→ **Page extract**:
────────────────────────────────────────

Babies exposed to alcohol in the womb are at risk for having growth defects and neurological problems (e.g., Streissguth, Barr, & Sampson, 1990). Children exposed to alcohol prenatally also begin drinking alcohol earlier than others (Baer, Sampson, Barr, Connor, & Streissguth, 2003). However, the exact pathway between prenatal alcohol exposure and early onset drinking is unclear. It could be that prenatal exposure to alcohol changes children’s sensitivity to alcohol, which might be reflected in perceptions of smell. This week, as part of our Special Series on Motherhood and Addiction, we review a study that investigated how children with prenatal alcohol exposure identify and perceive the odor of alcohol and other substances (Hannigan, Chiodo, Sokol, Janisse, & Delaney-Black, 2015).
- The researchers initially recruited a sample of urban African American mothers who had children between September 1, 1988 and August 31, 1991 (n=656).
- For the current study, the researchers recruited a sample of 18- to 19-year old offspring from this cohort (n=75; 38.7% male).
- The researchers excluded daughters who were pregnant.
- The researchers studied the mothers’ drinking habits and determined whether each participant was at-risk for prenatal alcohol exposure.
- The researchers presented participants with 10 scents and asked them to identify and rate the pleasantness of each odor using a 5-point Likert scale.
- They studied whether participants at-risk for prenatal alcohol exposure differ from others in (1) their ability to identify smells and (2) the extent to which they perceive alcohol odors to be pleasant.
- The researchers statistically controlled for participants’ own drinking to make sure that any differences they observed were due to differences in prenatal alcohol exposure, not current drinking. They also controlled for participants’ basic olfactory functioning.

────────────────────────────────────────

[Stored items from a collection]
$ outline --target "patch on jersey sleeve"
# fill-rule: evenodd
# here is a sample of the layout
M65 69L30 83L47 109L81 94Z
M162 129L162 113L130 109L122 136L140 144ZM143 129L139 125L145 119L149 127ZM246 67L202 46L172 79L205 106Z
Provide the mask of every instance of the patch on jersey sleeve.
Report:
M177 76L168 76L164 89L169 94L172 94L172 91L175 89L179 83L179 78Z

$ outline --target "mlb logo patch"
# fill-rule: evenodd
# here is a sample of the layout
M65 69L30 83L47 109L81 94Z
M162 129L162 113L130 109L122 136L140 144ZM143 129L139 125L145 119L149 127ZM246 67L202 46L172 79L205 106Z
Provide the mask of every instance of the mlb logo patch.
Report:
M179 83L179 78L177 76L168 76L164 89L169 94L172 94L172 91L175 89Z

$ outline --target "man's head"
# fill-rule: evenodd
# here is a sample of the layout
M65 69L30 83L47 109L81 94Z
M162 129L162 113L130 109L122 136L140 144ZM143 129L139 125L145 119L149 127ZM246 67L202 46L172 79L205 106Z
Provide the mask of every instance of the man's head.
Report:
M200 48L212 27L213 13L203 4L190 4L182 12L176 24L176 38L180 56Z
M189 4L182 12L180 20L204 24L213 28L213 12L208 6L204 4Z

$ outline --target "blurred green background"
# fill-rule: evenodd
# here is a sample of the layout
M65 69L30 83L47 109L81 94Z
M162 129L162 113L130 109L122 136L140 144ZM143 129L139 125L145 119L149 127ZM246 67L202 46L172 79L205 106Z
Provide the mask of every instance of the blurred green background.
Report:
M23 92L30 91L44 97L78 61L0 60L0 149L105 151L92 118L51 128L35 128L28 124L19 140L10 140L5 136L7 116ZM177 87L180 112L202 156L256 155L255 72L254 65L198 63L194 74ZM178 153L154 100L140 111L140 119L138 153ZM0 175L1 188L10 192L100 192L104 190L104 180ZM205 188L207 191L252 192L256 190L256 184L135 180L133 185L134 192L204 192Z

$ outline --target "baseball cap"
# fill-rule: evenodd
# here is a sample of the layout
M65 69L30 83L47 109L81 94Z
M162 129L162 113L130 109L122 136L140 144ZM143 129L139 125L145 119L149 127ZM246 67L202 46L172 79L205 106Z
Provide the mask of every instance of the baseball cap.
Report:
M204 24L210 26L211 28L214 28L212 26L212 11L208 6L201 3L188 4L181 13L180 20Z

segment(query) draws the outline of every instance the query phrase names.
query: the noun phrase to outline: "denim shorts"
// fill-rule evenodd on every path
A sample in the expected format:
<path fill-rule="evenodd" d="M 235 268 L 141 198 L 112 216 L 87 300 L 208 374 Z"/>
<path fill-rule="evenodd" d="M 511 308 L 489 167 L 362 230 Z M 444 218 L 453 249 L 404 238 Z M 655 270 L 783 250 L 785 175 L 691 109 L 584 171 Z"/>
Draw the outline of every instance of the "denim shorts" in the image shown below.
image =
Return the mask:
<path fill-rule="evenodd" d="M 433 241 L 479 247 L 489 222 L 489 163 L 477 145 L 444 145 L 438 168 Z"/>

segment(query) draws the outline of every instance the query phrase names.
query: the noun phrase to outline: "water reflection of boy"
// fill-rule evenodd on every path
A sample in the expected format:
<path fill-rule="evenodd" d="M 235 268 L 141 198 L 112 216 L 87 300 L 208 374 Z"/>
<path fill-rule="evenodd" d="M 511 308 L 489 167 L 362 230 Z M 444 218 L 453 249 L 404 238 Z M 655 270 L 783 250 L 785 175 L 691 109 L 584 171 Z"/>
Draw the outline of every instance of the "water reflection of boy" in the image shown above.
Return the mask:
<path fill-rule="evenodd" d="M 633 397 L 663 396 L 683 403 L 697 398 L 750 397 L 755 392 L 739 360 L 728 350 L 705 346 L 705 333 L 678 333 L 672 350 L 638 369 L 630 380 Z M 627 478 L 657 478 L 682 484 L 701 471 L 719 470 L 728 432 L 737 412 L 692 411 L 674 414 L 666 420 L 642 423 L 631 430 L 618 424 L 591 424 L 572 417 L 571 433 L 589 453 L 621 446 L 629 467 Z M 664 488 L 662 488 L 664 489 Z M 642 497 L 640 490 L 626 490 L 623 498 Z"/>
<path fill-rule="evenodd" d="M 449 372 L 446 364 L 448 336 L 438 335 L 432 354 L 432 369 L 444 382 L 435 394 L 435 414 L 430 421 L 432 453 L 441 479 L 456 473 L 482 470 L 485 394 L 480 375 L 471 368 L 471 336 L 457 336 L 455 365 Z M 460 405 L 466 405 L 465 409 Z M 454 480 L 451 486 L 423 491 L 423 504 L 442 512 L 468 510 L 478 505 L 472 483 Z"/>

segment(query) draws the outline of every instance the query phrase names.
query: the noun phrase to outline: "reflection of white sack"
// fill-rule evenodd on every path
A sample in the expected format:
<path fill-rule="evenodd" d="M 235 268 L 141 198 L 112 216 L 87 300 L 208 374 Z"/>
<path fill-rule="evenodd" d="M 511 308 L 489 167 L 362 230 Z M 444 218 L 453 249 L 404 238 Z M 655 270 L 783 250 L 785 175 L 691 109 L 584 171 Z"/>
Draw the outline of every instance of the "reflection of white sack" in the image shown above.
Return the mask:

────────────────────────────────────────

Reproduce the stretch of the prenatal alcohol study summary from "- The researchers initially" through "prenatal alcohol exposure.", swapping "offspring" for "young adults".

→ **Response to this exercise**:
- The researchers initially recruited a sample of urban African American mothers who had children between September 1, 1988 and August 31, 1991 (n=656).
- For the current study, the researchers recruited a sample of 18- to 19-year old young adults from this cohort (n=75; 38.7% male).
- The researchers excluded daughters who were pregnant.
- The researchers studied the mothers’ drinking habits and determined whether each participant was at-risk for prenatal alcohol exposure.